#### [JOB A]
According to the solar farm passage, by what date must the solar farm be built and connected to the grid?
#### [JOB B]
In the rows, reproduce word for word everything from the line holding "Where can you spot the paved" through the last row, inclusive.
** Start of READING PASSAGE **
There were no objections to our application for planning permission and we received lots of support from many local people, including New Forest Transition, Friends of the Earth, and Quaker and other like-minded networks.  We received planning permission in early December 2013. 

Early in the project we applied to our electricity network operator, Scottish & Southern Energy for a budget estimate for the grid connection. We applied for 2.7MWp and were offered 2.0MWp. We discovered by talking to other solar farms that the convention is to install 20% additional capacity and cap the output at the grid connection limit. This we have done and we are installing 2.4MWp of solar panels. 

The RooFit team at Ofgem were incredibly helpful and we managed to obtain pre-accreditation on the 31st December 2013. This means that the Feed in Tariff rate that prevailed then is reserved for us for 6 months, avoiding the real risk that the FiT rate falls while the project develops. We therefore need to build the solar farm and connect to the grid by the 30th June 2014. 

To help raise the necessary funds to build the solar farm, we are working with Energy4All, a not-for-profit company based in Barrow-in-Furness who have raised similar sums of money for eight wind co-ops. We are their first solar project. 

We financed the early part of the project with our own resources and despite applying to funds such as the Rural Communities Renewable Energy Fund we discovered that the New Forest is considered to be urban and we did not qualify!  Energy4All has a linked fund, Energy Prospects, which lent us the money to secure the grid connection.  We have since repaid this loan. 

In February 2014, we offered the 50 initial members of our co-op the opportunity to invest under the Government’s Seed Enterprise Investment Scheme (SEIS). The limit for this scheme is a total of £150k and happily we were oversubscribed.
** End of READING PASSAGE **
** Start of STORED DATA **
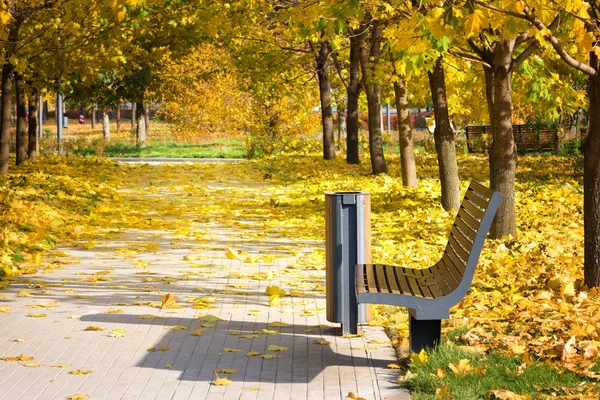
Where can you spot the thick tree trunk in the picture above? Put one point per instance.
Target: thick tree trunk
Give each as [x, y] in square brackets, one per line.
[591, 184]
[503, 159]
[325, 95]
[444, 139]
[133, 119]
[147, 119]
[369, 58]
[405, 139]
[33, 143]
[5, 108]
[140, 136]
[21, 135]
[118, 118]
[105, 125]
[341, 121]
[354, 86]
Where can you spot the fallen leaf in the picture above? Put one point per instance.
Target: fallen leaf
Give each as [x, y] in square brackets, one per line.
[168, 301]
[277, 348]
[94, 328]
[80, 372]
[78, 396]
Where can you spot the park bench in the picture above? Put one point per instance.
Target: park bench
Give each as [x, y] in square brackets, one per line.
[527, 138]
[430, 293]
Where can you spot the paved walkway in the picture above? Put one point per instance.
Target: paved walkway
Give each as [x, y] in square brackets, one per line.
[95, 325]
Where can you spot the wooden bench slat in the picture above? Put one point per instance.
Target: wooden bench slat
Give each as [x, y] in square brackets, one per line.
[401, 279]
[381, 279]
[424, 282]
[471, 209]
[391, 278]
[371, 285]
[441, 282]
[412, 282]
[479, 188]
[449, 275]
[454, 263]
[465, 229]
[458, 250]
[475, 199]
[361, 279]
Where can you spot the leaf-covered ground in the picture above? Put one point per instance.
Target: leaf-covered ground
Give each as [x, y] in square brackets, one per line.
[527, 297]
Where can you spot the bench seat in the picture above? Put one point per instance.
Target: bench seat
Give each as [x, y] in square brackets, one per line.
[429, 293]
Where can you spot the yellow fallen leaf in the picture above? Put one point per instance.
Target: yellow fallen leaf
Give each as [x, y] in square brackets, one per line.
[32, 365]
[168, 301]
[94, 328]
[229, 350]
[78, 396]
[418, 359]
[463, 368]
[231, 254]
[177, 328]
[209, 318]
[198, 332]
[221, 381]
[274, 300]
[19, 358]
[274, 347]
[443, 393]
[270, 356]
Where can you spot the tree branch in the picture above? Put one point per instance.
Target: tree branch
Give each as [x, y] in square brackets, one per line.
[532, 48]
[469, 57]
[586, 69]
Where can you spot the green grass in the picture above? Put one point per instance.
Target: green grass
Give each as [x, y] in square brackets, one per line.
[156, 149]
[501, 373]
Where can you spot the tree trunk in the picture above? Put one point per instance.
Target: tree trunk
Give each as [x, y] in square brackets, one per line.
[444, 139]
[407, 153]
[503, 160]
[140, 137]
[342, 125]
[105, 125]
[369, 58]
[352, 122]
[5, 108]
[133, 119]
[325, 95]
[118, 118]
[21, 134]
[591, 184]
[147, 119]
[34, 146]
** End of STORED DATA **
#### [FINISHED ANSWER A]
By the 30th June 2014.

#### [FINISHED ANSWER B]
Where can you spot the paved walkway in the picture above? Put one point per instance.
Target: paved walkway
Give each as [x, y] in square brackets, one per line.
[95, 325]
Where can you spot the wooden bench slat in the picture above? Put one point per instance.
Target: wooden bench slat
Give each as [x, y] in square brackets, one per line.
[401, 279]
[381, 279]
[424, 282]
[471, 209]
[391, 278]
[371, 285]
[441, 282]
[412, 282]
[479, 188]
[449, 275]
[454, 263]
[465, 229]
[458, 250]
[475, 199]
[361, 279]
Where can you spot the leaf-covered ground in the picture above? Put one point per instance.
Target: leaf-covered ground
Give each as [x, y] in square brackets, one per line.
[527, 297]
Where can you spot the bench seat in the picture above? Put one point per instance.
Target: bench seat
Give each as [x, y] in square brackets, one per line.
[429, 293]
Where can you spot the yellow fallen leaf in the picture above? Put one point per instance.
Target: yellow fallen leaf
Give each as [x, y] in square brackets, one per line.
[32, 365]
[168, 301]
[94, 328]
[229, 350]
[78, 396]
[418, 359]
[463, 368]
[231, 254]
[177, 328]
[209, 318]
[198, 332]
[221, 381]
[274, 300]
[19, 358]
[274, 347]
[443, 393]
[270, 356]
Where can you spot the tree branch in the picture above? Put one point per instance.
Target: tree branch
Give each as [x, y] in square brackets, one per line.
[532, 48]
[469, 57]
[586, 69]
Where can you spot the green grass in the picture above? Put one point per instance.
Target: green grass
Give each as [x, y] in square brackets, one per line.
[156, 149]
[501, 373]
Where can you spot the tree trunk in the picture above? Put one point per instance.
Target: tree trunk
Give each as [x, y] in square brackets, one per line.
[444, 139]
[407, 153]
[503, 160]
[140, 137]
[342, 125]
[105, 125]
[369, 58]
[352, 122]
[5, 108]
[133, 119]
[325, 95]
[118, 118]
[21, 134]
[591, 184]
[147, 119]
[34, 146]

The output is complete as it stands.